## TEXT EXCERPT
Kent had an extraordinary ability to connect with people’s hearts and lives, a gift that was just as effective in the affluent northern suburbs of Dallas as it had been in rural West Texas.  He loved to teach, especially by exploring how faith in Christ translates into daily life.  He communicated so naturally through stories from his own life and experiences.  When Kent told a good story, it became a great story.  Many of these anecdotes and insights are included in his book, Everyday Christianity: Life Learned Lessons and Observations from an Ordinary Man

Kent was noted for the nicknames which he lovingly gave to family members and friends.  He even nicknamed himself “Grumpy,” which was an immediate and enduring hit.  Kent dubbed me “R.P.”: Reverend Pyles.  He would often call me at the church office about 11:30 in the morning and say, “Hey, R.P.!  If you don’t have any plans for lunch, why don’t we go get ourselves a sandwich?”  Kent had a unique cadence and inflection in saying the word “sandwich.”  Any attempt to explain it in written form would fall short of adequately capturing it, so I won’t even try, but it was quintessentially Kent.  We had many such spontaneous lunch dates.  Kent used to say, “Tim stays awfully busy, but, if you want some of his time, all you have to do is wave a couple of tacos in front of him.”

Kent will be on my mind quite a bit this week.  On Wednesday, I am driving to Abilene to share a lesson with the Oldham Lane church.  On at least two previous speaking engagements there, Kent rode shotgun with me.  Although he had somewhat of an ulterior motive in being able to share a brief visit with his sister who was a member of that congregation, he provided great company on the drive and helped to pass the travel time with a lot of laughter.  We would get to Abilene in time to eat at Cracker Barrel before the service, would stop in at Sonic on the way out of town for something cold and sweet for the road, and would roll back into the Metroplex about 11:30 or midnight.  Our last trip was in July of 2008. 

Among other things that I have scheduled for this Thursday on my return journey from Abilene is a round of golf at Stevens Park in the beautiful Kessler Park area of Oak Cliff.  Kent and I played our first round together there on March 31, 2000.  The date is memorable because it was the Friday before our first Sunday worship services in the new, modular building at McDermott Road on April 2.  The previous Tuesday evening, we had dodged tornadoes which inflicted extensive damage in downtown Fort Worth, Arlington, and Grand Prairie and had threatened to scatter our deca-wide modular all over Collin County.  It was a very exciting but quite stressful time, so Kent suggested that we escape for an afternoon of golf.  Stevens Park was already my favorite course in Dallas, and Kent became the first of my McDermott Road friends to accompany me there.  We would later add Coyote Ridge in Carrollton, Stewart Peninsula in The Colony, and Plantation in Frisco to the course rotation.

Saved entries
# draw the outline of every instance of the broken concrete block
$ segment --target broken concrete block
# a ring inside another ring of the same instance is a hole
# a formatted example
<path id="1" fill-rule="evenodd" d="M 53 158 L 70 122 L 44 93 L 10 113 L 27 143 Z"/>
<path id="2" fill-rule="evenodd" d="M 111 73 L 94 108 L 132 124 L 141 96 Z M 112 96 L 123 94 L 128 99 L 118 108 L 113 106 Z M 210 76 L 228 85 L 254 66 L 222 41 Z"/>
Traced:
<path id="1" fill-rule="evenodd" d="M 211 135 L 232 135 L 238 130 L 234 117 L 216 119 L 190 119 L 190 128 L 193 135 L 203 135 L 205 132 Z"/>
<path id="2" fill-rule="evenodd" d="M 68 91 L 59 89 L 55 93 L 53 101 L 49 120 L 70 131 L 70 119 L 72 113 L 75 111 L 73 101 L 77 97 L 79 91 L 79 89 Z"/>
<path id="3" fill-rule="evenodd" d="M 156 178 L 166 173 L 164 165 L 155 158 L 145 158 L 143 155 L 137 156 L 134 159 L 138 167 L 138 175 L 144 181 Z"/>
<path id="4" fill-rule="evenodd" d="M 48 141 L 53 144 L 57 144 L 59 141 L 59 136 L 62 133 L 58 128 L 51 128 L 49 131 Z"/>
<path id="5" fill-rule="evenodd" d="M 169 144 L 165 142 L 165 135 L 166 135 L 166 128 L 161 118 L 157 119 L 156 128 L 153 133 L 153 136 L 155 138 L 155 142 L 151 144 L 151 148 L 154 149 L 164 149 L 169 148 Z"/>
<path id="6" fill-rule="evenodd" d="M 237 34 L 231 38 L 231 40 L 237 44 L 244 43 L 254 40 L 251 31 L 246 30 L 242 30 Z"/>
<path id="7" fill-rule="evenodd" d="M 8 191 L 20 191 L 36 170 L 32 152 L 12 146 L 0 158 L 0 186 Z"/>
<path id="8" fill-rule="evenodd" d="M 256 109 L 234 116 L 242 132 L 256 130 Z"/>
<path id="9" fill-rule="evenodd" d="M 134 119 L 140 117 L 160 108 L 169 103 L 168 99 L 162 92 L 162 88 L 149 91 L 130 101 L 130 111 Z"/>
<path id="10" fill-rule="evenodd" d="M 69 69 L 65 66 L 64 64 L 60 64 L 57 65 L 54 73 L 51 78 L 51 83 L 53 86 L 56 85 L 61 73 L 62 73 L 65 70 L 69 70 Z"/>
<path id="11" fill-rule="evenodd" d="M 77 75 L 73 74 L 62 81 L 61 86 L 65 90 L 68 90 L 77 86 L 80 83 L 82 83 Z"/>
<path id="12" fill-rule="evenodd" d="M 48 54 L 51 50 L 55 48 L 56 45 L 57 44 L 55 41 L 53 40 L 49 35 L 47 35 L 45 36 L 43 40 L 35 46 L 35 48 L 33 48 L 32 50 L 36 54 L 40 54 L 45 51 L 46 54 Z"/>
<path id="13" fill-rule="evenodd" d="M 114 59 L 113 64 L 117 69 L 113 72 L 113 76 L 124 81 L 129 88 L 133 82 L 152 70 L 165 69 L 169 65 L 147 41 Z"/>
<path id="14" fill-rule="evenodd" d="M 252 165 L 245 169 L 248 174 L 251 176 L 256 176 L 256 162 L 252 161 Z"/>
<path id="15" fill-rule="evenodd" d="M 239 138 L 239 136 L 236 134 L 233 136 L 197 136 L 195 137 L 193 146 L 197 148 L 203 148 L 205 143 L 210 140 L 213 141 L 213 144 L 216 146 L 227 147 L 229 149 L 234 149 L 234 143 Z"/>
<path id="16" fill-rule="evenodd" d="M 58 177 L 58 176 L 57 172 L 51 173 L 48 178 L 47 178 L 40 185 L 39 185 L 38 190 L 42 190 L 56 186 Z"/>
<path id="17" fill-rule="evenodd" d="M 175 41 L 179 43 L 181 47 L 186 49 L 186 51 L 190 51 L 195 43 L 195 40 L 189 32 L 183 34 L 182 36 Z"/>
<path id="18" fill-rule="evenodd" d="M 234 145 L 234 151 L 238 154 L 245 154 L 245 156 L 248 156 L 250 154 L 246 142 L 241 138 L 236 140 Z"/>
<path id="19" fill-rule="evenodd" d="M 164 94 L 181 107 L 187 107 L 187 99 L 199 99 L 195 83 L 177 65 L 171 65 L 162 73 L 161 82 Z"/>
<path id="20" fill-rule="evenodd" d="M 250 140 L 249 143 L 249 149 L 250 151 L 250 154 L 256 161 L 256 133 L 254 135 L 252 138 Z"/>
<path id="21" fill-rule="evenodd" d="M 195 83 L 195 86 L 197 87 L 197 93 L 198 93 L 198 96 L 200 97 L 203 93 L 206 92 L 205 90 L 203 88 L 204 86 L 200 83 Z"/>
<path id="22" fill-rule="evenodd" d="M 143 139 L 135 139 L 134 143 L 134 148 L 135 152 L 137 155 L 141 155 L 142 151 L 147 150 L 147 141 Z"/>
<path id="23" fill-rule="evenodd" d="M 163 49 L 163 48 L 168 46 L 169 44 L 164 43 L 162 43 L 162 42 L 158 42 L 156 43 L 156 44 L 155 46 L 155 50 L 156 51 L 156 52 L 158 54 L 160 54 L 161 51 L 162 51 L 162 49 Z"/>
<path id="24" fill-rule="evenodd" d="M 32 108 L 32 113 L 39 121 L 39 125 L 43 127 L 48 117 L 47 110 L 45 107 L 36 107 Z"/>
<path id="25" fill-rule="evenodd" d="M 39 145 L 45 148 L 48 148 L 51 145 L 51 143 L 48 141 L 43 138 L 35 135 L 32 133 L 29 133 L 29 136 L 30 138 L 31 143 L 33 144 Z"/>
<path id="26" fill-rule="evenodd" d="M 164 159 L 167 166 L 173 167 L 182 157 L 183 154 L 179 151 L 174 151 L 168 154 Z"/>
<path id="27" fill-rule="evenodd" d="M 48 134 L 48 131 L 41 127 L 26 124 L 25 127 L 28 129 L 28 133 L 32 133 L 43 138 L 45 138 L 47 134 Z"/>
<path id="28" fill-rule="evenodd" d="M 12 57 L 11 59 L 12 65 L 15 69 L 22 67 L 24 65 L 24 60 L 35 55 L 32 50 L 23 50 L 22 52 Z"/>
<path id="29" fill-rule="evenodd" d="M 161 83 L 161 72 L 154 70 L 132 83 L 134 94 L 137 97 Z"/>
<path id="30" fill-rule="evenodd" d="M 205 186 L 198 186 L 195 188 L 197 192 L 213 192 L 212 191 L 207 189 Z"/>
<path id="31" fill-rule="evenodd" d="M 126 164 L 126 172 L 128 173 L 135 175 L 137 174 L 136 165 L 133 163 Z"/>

## ASSIGNMENT A
In the text about Kent, on what date did Kent and the writer play their first round of golf together at Stevens Park?
## ASSIGNMENT B
Write out everything in the text about Kent from "Kent will be on my" down to "July of 2008.".

## OUTPUT A
March 31, 2000.

## OUTPUT B
Kent will be on my mind quite a bit this week.  On Wednesday, I am driving to Abilene to share a lesson with the Oldham Lane church.  On at least two previous speaking engagements there, Kent rode shotgun with me.  Although he had somewhat of an ulterior motive in being able to share a brief visit with his sister who was a member of that congregation, he provided great company on the drive and helped to pass the travel time with a lot of laughter.  We would get to Abilene in time to eat at Cracker Barrel before the service, would stop in at Sonic on the way out of town for something cold and sweet for the road, and would roll back into the Metroplex about 11:30 or midnight.  Our last trip was in July of 2008.